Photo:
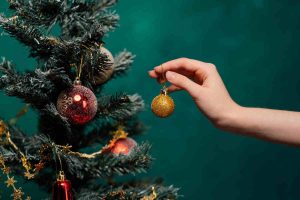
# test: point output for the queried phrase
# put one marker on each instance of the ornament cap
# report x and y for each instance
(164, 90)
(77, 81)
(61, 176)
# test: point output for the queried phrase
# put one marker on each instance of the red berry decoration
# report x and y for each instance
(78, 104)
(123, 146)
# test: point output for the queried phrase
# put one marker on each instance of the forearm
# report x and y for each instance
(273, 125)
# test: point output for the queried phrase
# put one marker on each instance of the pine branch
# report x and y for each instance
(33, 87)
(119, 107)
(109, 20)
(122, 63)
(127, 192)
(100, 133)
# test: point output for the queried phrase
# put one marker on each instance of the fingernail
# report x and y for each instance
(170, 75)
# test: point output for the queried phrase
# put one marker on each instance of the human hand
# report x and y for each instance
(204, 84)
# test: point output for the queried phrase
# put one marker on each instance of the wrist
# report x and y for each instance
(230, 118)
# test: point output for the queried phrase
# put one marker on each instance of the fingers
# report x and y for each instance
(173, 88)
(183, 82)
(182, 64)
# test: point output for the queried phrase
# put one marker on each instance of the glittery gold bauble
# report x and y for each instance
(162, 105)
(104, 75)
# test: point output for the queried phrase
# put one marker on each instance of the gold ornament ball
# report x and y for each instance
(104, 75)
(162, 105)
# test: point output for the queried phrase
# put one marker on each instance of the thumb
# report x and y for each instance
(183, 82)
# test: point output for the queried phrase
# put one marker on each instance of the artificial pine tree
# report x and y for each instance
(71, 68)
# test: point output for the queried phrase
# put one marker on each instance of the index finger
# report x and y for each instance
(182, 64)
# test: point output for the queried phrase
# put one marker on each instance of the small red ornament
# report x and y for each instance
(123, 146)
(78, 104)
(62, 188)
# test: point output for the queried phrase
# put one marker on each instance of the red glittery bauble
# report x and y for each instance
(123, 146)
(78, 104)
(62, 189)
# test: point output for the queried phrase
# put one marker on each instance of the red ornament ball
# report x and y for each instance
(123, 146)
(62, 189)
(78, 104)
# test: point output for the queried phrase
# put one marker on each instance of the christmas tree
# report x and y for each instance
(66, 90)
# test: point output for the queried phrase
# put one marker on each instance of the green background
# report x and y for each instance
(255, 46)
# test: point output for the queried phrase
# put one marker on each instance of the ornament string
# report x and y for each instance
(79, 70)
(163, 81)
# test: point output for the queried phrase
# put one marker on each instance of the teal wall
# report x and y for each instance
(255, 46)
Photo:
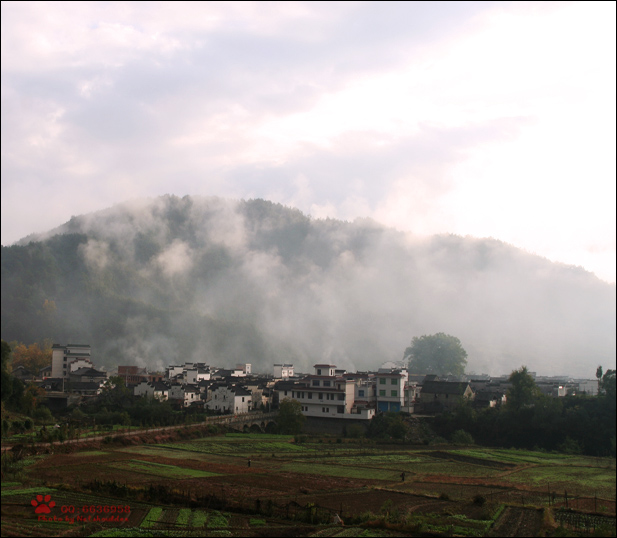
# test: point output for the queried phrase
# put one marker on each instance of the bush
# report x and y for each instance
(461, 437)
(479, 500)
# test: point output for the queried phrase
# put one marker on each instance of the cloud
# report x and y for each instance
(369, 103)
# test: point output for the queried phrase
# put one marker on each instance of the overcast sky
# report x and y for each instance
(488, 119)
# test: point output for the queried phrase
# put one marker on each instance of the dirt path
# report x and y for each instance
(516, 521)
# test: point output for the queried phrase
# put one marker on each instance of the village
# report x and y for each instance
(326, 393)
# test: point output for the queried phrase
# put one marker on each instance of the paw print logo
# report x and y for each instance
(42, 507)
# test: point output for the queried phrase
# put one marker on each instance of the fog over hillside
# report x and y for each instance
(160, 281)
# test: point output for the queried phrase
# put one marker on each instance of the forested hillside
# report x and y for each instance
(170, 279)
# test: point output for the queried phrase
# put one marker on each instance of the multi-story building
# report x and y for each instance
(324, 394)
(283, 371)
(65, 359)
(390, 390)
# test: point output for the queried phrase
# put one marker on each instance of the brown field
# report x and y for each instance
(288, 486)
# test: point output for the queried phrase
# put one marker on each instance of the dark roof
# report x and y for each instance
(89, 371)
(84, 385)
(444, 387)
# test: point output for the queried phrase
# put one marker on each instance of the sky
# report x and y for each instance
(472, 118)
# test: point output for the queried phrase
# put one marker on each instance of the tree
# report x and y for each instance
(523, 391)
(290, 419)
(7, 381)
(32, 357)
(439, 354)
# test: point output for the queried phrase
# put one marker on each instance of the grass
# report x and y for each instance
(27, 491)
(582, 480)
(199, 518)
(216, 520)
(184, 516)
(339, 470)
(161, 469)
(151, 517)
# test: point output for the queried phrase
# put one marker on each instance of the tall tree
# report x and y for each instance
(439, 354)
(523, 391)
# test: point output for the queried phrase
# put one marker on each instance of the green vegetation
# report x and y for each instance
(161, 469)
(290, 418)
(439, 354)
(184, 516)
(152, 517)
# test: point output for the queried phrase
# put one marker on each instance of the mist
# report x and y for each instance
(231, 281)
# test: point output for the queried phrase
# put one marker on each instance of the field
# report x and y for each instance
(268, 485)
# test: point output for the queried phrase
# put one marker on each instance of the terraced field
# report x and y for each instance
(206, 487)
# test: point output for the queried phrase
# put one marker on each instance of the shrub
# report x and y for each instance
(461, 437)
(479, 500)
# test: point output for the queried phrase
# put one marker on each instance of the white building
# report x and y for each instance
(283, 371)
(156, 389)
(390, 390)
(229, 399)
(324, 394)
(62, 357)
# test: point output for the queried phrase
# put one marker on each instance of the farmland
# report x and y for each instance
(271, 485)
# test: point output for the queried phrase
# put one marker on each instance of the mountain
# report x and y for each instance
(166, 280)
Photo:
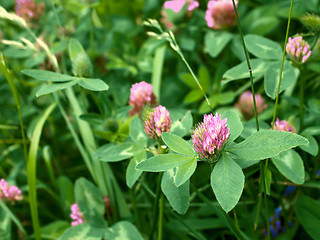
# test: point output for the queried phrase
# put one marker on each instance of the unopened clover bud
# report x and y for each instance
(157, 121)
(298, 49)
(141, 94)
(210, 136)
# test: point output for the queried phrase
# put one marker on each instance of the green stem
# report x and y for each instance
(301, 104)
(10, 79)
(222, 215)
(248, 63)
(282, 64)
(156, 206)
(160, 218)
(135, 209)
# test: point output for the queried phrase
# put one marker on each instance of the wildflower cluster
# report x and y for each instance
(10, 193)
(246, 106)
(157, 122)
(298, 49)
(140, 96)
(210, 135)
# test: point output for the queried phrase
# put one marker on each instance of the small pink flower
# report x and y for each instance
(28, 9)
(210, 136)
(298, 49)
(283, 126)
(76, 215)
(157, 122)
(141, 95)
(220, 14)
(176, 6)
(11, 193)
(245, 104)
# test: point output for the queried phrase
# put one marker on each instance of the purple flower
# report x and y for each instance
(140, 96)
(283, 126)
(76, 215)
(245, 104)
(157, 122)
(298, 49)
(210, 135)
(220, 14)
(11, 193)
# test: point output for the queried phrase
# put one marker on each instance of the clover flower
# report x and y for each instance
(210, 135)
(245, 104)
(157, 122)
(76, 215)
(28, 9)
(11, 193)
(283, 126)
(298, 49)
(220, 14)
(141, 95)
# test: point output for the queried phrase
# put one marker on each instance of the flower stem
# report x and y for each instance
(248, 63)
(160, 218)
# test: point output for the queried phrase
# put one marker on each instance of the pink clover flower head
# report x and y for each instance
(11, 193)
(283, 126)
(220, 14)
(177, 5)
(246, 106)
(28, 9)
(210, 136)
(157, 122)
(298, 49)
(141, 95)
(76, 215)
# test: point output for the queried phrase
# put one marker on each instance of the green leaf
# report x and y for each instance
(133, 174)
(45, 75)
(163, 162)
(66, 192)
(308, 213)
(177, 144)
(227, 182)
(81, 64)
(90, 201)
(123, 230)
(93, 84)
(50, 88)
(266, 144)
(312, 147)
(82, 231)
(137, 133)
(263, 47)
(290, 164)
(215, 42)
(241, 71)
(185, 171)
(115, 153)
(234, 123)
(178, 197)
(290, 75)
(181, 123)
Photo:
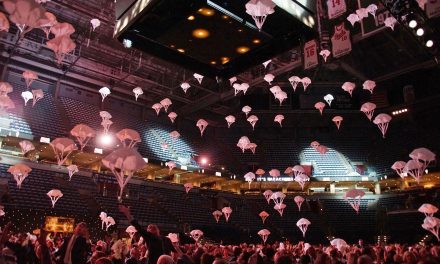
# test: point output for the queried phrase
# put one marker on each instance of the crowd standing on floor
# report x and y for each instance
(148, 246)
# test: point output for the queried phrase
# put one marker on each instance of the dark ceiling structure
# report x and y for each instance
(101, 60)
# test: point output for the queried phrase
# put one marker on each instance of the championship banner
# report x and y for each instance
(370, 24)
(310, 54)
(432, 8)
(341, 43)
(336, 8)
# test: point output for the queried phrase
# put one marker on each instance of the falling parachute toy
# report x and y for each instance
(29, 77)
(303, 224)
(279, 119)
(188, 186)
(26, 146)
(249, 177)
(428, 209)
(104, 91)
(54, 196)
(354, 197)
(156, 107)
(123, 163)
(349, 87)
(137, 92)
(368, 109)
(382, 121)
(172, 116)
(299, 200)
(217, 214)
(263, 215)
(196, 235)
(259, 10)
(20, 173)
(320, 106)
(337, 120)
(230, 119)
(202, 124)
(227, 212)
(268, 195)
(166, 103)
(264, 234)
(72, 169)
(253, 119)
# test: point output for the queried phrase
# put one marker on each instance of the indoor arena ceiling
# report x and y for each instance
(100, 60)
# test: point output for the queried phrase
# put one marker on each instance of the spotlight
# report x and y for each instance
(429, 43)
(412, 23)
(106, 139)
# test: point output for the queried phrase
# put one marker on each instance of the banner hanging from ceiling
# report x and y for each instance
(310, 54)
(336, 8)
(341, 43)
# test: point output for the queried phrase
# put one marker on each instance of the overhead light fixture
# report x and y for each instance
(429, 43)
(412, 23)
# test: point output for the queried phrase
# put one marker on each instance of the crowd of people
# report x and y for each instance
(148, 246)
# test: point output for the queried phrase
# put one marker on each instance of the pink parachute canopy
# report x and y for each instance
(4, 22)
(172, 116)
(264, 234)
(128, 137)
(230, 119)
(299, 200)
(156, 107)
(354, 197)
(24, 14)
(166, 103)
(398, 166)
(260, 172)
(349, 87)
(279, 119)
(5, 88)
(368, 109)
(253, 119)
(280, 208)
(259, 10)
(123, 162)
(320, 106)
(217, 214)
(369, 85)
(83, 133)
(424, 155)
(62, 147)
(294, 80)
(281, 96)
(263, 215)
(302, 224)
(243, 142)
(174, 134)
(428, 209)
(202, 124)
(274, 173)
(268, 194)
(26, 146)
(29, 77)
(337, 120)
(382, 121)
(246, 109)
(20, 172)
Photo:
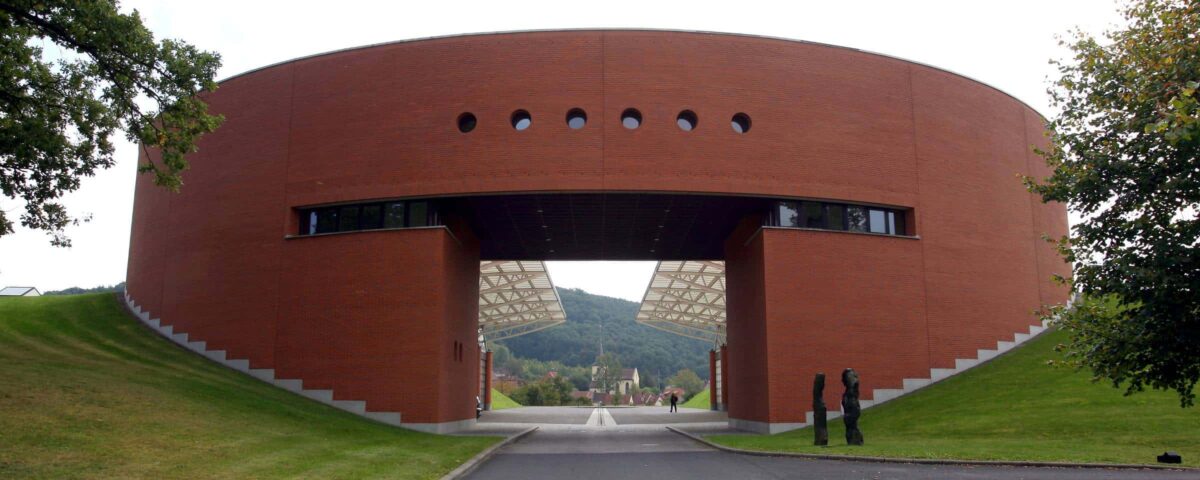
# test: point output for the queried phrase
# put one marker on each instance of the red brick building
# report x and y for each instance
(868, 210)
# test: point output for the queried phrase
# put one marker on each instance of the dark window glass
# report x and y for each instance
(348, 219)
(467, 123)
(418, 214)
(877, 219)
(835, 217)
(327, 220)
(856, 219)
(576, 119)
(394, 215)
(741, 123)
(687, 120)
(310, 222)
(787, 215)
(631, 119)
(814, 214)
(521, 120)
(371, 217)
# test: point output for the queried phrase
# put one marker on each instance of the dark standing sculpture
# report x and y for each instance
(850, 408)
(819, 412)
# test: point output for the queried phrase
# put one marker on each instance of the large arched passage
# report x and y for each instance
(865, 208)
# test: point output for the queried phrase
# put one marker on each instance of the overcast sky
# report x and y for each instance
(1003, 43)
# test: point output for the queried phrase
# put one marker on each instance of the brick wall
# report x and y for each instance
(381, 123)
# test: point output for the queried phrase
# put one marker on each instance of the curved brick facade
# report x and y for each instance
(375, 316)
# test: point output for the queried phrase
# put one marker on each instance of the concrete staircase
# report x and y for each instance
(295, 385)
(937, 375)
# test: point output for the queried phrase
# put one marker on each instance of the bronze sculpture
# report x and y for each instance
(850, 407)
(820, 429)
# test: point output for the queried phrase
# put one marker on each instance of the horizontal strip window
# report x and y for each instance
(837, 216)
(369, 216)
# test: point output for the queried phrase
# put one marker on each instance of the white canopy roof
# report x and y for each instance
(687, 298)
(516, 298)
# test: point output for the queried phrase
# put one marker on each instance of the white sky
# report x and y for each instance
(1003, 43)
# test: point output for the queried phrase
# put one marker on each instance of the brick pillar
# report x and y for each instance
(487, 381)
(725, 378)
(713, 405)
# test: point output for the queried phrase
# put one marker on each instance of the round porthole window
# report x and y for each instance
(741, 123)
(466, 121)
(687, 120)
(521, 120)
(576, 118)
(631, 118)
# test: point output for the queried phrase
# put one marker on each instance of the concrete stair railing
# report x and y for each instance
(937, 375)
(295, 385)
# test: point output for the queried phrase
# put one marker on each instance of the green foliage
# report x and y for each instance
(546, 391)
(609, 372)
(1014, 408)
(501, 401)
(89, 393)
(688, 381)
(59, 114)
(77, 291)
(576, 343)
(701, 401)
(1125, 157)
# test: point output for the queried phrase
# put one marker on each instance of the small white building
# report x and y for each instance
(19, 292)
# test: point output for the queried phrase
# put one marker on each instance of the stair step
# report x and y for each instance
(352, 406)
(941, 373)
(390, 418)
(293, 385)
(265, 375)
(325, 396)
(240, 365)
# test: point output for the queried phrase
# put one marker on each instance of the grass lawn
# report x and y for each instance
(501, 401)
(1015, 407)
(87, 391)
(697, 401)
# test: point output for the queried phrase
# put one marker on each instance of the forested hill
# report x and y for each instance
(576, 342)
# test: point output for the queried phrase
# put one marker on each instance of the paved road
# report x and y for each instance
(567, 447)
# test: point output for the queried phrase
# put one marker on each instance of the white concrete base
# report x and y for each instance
********
Request: Show every line in the material above that contains the word "field".

The completed task:
# put one marker on each instance of the brown field
# put one marker on each instance of the field
# put one marker on each instance of the terraced field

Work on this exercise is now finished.